**Exercise details:** Return all lines of the records that contain the word "road".

**Data provided:**
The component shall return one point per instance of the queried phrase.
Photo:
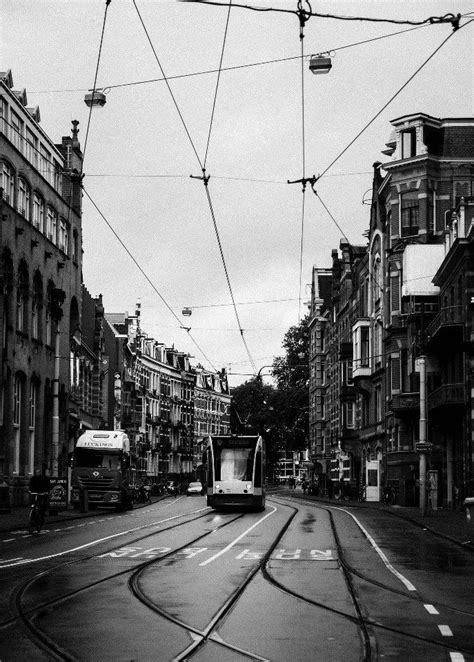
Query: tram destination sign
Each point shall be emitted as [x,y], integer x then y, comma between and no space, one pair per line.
[235,442]
[423,447]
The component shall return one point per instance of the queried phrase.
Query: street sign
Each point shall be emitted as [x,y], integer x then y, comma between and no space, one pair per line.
[58,494]
[423,447]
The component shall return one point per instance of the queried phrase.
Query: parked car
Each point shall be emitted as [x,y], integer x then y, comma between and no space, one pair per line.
[194,489]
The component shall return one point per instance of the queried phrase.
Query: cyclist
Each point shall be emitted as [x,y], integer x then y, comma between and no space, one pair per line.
[40,485]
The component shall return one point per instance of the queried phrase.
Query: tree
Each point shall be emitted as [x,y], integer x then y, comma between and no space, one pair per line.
[292,376]
[279,413]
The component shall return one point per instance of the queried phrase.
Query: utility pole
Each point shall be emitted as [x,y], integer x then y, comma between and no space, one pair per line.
[57,300]
[422,447]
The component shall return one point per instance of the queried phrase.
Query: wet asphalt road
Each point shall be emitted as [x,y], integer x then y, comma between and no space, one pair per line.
[175,580]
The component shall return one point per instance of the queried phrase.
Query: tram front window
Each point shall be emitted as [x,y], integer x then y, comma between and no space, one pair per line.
[234,464]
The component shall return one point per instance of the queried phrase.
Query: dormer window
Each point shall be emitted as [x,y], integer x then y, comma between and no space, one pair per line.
[410,213]
[408,143]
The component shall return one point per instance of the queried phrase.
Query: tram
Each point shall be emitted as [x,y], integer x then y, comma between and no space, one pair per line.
[236,471]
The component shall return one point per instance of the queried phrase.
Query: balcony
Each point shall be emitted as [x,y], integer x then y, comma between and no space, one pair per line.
[448,395]
[371,431]
[405,402]
[447,326]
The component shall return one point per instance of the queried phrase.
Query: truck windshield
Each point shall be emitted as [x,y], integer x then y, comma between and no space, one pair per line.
[88,457]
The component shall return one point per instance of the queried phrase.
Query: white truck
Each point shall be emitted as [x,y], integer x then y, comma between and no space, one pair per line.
[101,472]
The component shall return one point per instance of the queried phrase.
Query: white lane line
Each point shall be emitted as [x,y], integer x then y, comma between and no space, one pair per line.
[445,630]
[242,535]
[385,560]
[11,562]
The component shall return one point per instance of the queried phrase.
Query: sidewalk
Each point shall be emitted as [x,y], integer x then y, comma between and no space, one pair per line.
[451,524]
[17,518]
[447,523]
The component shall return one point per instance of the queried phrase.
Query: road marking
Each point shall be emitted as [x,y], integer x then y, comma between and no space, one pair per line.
[242,535]
[385,560]
[445,630]
[15,562]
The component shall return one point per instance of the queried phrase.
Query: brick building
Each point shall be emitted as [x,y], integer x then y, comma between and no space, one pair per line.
[40,274]
[399,308]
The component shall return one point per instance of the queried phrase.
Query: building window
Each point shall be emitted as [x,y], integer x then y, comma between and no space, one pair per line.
[17,406]
[408,143]
[17,130]
[346,372]
[394,293]
[4,117]
[23,201]
[57,176]
[63,236]
[350,418]
[364,346]
[32,427]
[20,310]
[38,212]
[45,163]
[378,402]
[34,318]
[8,184]
[47,326]
[51,224]
[31,148]
[410,214]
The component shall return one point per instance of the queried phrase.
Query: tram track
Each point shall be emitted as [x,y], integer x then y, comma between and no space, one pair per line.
[366,622]
[200,636]
[26,616]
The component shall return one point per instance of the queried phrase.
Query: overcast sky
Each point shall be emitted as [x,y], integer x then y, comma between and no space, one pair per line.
[140,154]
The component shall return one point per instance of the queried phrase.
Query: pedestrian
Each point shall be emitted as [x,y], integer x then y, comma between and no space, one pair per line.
[40,484]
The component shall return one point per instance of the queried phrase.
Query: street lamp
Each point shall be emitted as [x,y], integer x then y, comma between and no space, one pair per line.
[259,373]
[320,64]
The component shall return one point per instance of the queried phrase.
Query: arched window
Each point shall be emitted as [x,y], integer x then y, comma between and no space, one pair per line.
[18,396]
[32,415]
[51,224]
[36,307]
[38,212]
[8,183]
[23,198]
[22,299]
[63,236]
[74,246]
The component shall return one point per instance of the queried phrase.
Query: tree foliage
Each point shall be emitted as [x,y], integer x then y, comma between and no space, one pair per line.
[278,412]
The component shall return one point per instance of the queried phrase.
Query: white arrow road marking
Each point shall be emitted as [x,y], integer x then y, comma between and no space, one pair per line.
[13,562]
[385,560]
[242,535]
[445,630]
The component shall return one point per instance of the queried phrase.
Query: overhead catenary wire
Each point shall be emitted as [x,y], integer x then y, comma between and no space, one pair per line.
[147,278]
[217,87]
[205,180]
[94,89]
[303,160]
[304,14]
[238,66]
[405,84]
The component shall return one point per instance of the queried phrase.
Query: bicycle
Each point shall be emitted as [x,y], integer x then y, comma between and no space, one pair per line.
[37,511]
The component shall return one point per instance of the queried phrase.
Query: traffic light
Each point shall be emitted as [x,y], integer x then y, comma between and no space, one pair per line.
[57,300]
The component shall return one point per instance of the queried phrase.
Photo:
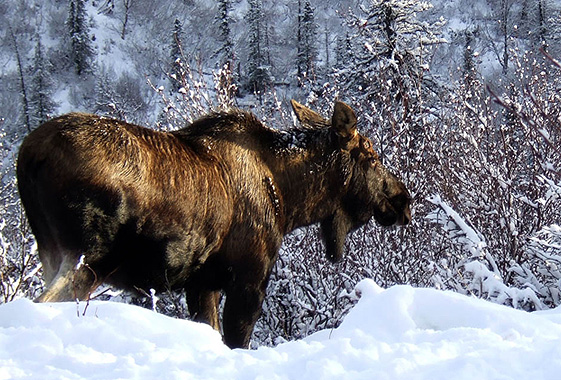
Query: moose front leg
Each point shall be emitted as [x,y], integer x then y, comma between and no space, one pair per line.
[241,311]
[203,306]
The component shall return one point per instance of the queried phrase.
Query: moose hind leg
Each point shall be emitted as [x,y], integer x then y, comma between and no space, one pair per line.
[74,280]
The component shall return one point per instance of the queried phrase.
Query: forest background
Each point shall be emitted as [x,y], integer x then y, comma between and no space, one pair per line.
[461,98]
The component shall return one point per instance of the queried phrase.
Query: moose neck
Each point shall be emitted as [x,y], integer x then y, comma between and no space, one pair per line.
[306,171]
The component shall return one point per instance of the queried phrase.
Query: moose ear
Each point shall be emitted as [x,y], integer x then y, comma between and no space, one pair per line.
[307,117]
[344,121]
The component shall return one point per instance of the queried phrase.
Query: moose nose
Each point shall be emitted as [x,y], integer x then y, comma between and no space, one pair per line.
[406,217]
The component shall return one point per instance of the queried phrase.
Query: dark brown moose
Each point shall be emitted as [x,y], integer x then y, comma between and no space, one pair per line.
[203,208]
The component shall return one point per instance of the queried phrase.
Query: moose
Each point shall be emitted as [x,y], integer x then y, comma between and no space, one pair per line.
[203,208]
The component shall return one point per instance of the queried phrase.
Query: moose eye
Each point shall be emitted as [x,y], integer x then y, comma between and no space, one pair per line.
[366,144]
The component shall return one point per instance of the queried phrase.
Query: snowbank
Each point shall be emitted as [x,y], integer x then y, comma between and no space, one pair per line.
[398,333]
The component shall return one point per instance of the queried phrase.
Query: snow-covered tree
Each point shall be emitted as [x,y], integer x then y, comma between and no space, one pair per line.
[307,39]
[41,100]
[258,69]
[176,54]
[224,19]
[80,47]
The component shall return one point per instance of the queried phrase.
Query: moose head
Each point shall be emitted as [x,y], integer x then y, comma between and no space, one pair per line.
[371,190]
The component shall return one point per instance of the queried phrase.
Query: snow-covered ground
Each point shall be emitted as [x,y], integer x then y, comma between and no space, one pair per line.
[398,333]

**Written solution:**
Query: wet asphalt road
Query: road marking
Query: white arrow road marking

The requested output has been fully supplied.